Please reproduce the material below with "one pin marks one object" renamed to "each pin marks a single object" wherever it occurs. Keep everything else unchanged.

---------- Excerpted records

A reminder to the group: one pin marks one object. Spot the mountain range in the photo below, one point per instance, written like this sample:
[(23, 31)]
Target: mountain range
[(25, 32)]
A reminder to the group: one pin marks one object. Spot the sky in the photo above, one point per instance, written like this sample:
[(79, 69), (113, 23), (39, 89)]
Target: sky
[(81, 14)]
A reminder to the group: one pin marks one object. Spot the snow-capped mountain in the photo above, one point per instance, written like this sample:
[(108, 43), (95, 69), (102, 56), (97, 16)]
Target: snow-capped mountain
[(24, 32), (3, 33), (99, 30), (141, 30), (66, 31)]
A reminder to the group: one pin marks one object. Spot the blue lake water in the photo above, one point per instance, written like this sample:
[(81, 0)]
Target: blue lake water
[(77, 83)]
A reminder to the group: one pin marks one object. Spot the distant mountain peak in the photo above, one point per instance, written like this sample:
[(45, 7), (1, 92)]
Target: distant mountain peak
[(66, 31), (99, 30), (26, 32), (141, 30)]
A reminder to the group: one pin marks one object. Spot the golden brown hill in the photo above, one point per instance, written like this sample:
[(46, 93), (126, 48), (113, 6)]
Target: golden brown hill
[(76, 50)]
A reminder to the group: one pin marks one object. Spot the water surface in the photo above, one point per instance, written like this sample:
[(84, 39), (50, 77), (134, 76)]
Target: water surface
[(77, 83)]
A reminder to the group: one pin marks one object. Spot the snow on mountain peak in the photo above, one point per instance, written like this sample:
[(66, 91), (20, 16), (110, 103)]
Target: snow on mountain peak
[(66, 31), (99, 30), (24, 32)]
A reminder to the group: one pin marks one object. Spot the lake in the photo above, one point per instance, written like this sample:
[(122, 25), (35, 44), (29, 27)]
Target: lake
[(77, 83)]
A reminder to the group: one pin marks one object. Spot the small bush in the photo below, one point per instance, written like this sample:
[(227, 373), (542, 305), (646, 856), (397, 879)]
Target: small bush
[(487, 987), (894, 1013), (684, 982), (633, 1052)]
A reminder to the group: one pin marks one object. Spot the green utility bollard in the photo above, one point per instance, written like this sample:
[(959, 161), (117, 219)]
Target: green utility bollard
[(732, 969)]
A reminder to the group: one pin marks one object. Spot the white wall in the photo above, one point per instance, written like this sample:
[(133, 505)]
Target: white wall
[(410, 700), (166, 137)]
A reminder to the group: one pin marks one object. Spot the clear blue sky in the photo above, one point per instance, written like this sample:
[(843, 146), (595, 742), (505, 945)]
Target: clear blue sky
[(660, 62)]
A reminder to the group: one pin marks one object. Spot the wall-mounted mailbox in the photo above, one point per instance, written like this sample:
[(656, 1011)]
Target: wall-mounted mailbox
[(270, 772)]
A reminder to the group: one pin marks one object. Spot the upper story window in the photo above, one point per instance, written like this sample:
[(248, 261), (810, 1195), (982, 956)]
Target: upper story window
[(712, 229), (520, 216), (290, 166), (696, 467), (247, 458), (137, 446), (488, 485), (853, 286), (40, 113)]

--------------------

## Result of the task
A reminder to the group: each pin marks a single object. Spot the mountain range in the photo below, one point per instance, written like this sample:
[(23, 31)]
Target: mountain range
[(25, 32)]
A reminder to the group: each pin marks a single object. Spot the sky in the photo above, one point per instance, written like this sample:
[(79, 69), (113, 23), (39, 89)]
Target: sky
[(81, 14)]
A reminder to the group: each pin marks a single object. Spot the snow-capped mountain in the photo above, one point per instance, written like this sample:
[(108, 43), (95, 69), (102, 56), (97, 16)]
Target: snow-capped mountain
[(24, 32), (3, 33), (99, 30), (141, 30), (66, 31)]
A reminder to the group: each pin marks a single object. Spot the blue lake water in the photo above, one point per instance, written like this sample:
[(81, 0)]
Target: blue lake water
[(77, 83)]
A reminder to the group: each pin marks a single object. Spot the distant mountain peak in the photo above, one point per instance, written like this sample:
[(45, 7), (1, 92)]
Target: distant mountain peak
[(66, 31), (99, 30), (26, 32), (141, 30)]
A reminder to the group: each pin marks a single object. Spot the golden brown hill in the photo above, one point per instance, written like this sample:
[(46, 93), (126, 48), (113, 6)]
Target: golden brown hill
[(76, 50)]
A reminder to the group: each pin marks a single object. Spot the water surface in the photo above, one point per instance, written like this sample:
[(84, 39), (50, 77), (134, 76)]
Target: water surface
[(77, 83)]
A reminder to the group: each pin marks a single object. Spot the snow on mountain peak in the photo above, one point per instance, written like this sample:
[(66, 91), (20, 16), (110, 103)]
Target: snow on mountain peak
[(66, 31), (99, 30), (24, 32)]
A reminder to the group: each pin marks a single object. Spot the lake in the photo above, one point per instance, written like this sample:
[(122, 25), (35, 44), (29, 27)]
Target: lake
[(77, 83)]
A reminder to the group: each pin marks a single object. Spot the small bush in the photo below, one point per instance, written like this sample:
[(227, 373), (542, 305), (646, 856), (397, 879)]
Target: small bush
[(487, 987), (894, 1013), (684, 982), (633, 1052)]
A reminder to the group: each pin marks a single object. Spot the green utility bollard in the photo above, one point per instance, written like this sample:
[(959, 161), (117, 219)]
Target: green utility bollard
[(732, 969)]
A reminder to the group: each pin marks a single object. Spot the white wall in the photo above, one point per instance, written like this sample:
[(133, 505)]
Target: white wall
[(410, 700), (166, 137)]
A reminder to the group: each pin marks a single object. Spot the clear blue sky in the photo above, one point per instance, written like this sample:
[(843, 146), (595, 742), (505, 945)]
Target: clear blue sky
[(660, 62)]
A reminder to the group: each pin marks a single object. Spot the wall-mounted mailbox in the photo above, one point per instance, written like this sample:
[(656, 1011)]
Target: wall-mounted mailbox
[(270, 772)]
A reminder to the group: each pin marks a single object. Spot the upper story window in the photo above, one point per instance, written like this sample:
[(248, 261), (810, 1195), (982, 956)]
Target: upper story window
[(712, 229), (520, 216), (290, 166), (696, 467), (247, 458), (137, 446), (488, 485), (853, 286), (40, 113)]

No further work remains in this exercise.